課題一覧:
1 > 本文抜粋を読み、次の問いに答えてください。
(a) 就寝前の加持は夜何時に行っていたか。
(b) 朝の拝神が始まるまでの間に、般若心経を何巻あげていたか。
(c) 蛇の倉七尾山で修行に入るには、まず誰の許可が必要か。
2 > 本文抜粋の「こうした個人で行う行の内容や期間などは自分で決めています。」という一文を英語に訳してください。
3 > 本文抜粋のうち、「主に今お伝えしたような生活を」から「間などは自分で決めています。」までの部分を、両端の語句も含めてそのまま書き写してください。

本文抜粋:
—————
主に今お伝えしたような生活をしながら、祈りの方法や呪文、法印の使い方などを学んでいました。私個人の行としては病人の介護を自分に課していましたね。すべての用事が終わる夜10時に加持を行った後に就寝。夜中1時に起きてまた加持を行い、3時半から、朝の拝神が始まるまでの間に般若心経300巻をあげていました。こうした個人で行う行の内容や期間などは自分で決めています。

*加持:真言密教で行う呪法(じゆほう)。手で印(いん)を結び、口に真言を唱え、心に仏・菩薩(ぼさつ)を思い浮かべて、仏・菩薩と一体になり、願い事の成就や病気平癒など、現世利益(げんぜりやく)のために、仏の法力による加護を祈ること。
生半可な気持ちでは修行に挑むことはできなさそうですね。でも、もし希望すれば誰でも修行できるものなんでしょうか?
行者の修行自体は、受け入れ可能な場所を探せば誰でもできるのではないでしょうか。でも、蛇の倉七尾山での修験者になれるかどうかは別の話です。というのも、修行に入るには、まず山を開かれた先生の許可が必要だからです。実際に、これまでにも希望者はたくさんいましたが、一人一人の魂を霊視する先生から『まだ時期が来ていない』とか、『あなたは地元で仕事をした方がいい』と断られるケースが多々あったようです。反対に、修行が必要な方は『〇年ここに入りなさい』と伝えられることも。修行後も出家して行者になる人、在宅信者として普段は地元で普通の仕事をして、祭りや神様に呼ばれた時だけ山に入るなど、色々な方がいらっしゃいます。
—————
データ行一覧:
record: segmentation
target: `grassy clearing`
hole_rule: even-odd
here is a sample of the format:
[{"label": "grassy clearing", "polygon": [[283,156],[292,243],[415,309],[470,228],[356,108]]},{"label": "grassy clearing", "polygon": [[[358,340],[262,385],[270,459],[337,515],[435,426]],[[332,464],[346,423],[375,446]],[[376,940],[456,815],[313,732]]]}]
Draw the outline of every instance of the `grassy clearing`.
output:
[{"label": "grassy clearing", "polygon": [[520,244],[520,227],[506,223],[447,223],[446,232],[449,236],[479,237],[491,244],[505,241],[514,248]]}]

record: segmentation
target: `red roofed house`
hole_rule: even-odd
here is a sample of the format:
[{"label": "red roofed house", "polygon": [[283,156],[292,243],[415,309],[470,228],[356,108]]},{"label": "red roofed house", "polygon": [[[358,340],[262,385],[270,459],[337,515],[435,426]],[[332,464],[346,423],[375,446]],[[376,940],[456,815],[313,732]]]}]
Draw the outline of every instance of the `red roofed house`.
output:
—————
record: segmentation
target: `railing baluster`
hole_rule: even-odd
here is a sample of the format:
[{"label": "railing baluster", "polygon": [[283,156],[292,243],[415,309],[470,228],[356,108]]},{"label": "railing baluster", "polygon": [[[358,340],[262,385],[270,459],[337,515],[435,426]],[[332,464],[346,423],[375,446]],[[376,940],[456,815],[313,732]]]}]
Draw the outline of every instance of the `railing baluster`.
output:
—————
各課題の解答:
1 >
(a) 夜10時
(b) 300巻
(c) 山を開かれた先生

2 > I decide things like the content and duration of these personal practices myself.

3 >
主に今お伝えしたような生活をしながら、祈りの方法や呪文、法印の使い方などを学んでいました。私個人の行としては病人の介護を自分に課していましたね。すべての用事が終わる夜10時に加持を行った後に就寝。夜中1時に起きてまた加持を行い、3時半から、朝の拝神が始まるまでの間に般若心経300巻をあげていました。こうした個人で行う行の内容や期間などは自分で決めています。